Taking the line with "back cushion visible." as the start, reproduce every line until the records end, exactly and with nothing added.

+--

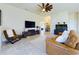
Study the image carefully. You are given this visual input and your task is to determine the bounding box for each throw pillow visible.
[56,30,69,43]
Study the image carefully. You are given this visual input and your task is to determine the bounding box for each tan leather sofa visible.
[46,36,79,55]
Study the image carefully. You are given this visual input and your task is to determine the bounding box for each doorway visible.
[44,16,51,33]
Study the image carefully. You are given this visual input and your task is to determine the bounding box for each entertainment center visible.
[54,22,68,35]
[22,21,40,37]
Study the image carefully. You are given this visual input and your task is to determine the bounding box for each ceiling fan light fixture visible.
[38,3,53,13]
[42,8,45,12]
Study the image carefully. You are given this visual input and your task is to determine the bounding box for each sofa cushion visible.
[6,29,14,37]
[52,35,59,40]
[65,37,78,48]
[65,30,79,48]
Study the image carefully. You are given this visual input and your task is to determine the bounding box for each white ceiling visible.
[7,3,79,15]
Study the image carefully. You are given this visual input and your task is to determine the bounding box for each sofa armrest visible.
[46,39,79,55]
[75,43,79,50]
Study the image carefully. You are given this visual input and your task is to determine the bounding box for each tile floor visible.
[0,33,51,55]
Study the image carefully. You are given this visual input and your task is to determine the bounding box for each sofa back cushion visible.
[65,30,79,48]
[75,43,79,50]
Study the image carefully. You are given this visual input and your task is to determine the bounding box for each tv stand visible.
[22,29,40,37]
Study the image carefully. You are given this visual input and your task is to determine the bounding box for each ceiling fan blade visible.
[42,3,45,8]
[49,5,53,9]
[47,5,52,8]
[45,9,48,12]
[37,4,42,8]
[45,7,49,12]
[45,5,53,12]
[47,5,53,10]
[48,9,51,11]
[46,3,49,7]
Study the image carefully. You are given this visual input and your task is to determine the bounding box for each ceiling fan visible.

+--

**TASK SOLUTION**
Study the image carefully. You are given this visual input and your task is to determine the bounding box for each sofa back cushion visible.
[65,30,79,48]
[75,43,79,50]
Study the image carefully. You are given this visual input and your task is to determine the bounding box for each tv stand visible.
[22,29,40,37]
Study the image carefully. You are given this visual input and your task is to determine the bounding box for each ceiling fan blade visible.
[42,3,45,8]
[49,5,53,9]
[47,5,52,8]
[45,9,48,12]
[37,4,42,8]
[45,7,49,12]
[45,5,53,12]
[47,5,53,10]
[48,9,51,11]
[46,3,49,7]
Study the image carefully. You are given this visual input and your task is to determine the bounding box for each ceiling fan visible.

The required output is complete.